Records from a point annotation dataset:
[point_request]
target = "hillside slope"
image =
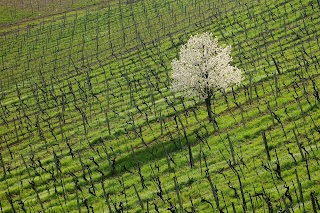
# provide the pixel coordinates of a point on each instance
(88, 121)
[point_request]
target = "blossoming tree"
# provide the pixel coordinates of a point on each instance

...

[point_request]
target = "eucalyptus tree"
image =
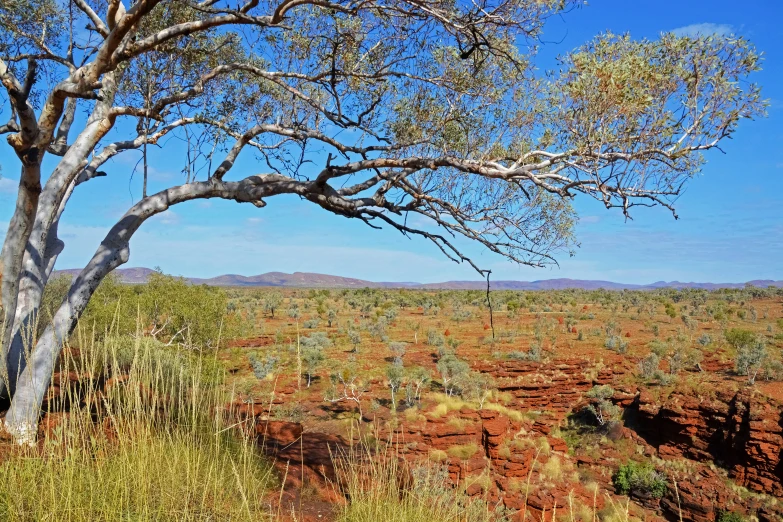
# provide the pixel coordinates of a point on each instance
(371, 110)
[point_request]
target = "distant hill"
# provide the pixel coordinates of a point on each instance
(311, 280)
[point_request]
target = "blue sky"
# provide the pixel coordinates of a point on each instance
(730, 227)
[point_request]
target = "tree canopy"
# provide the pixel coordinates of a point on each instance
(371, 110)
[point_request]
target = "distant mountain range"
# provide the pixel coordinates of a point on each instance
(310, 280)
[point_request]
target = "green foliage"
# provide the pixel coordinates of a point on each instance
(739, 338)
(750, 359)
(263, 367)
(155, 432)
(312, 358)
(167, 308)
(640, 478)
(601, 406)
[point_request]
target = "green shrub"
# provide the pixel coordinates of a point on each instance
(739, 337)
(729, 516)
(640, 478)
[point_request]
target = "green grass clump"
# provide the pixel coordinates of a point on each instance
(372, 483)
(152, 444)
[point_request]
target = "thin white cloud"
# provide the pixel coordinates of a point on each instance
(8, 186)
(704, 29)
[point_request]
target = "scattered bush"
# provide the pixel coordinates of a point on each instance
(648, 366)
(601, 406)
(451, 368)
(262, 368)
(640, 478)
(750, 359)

WRITTEN TASK:
List each line of the items above that contains the word "distant". Case matters.

FULL RESPONSE:
target = "distant hill"
target = "distant mountain range"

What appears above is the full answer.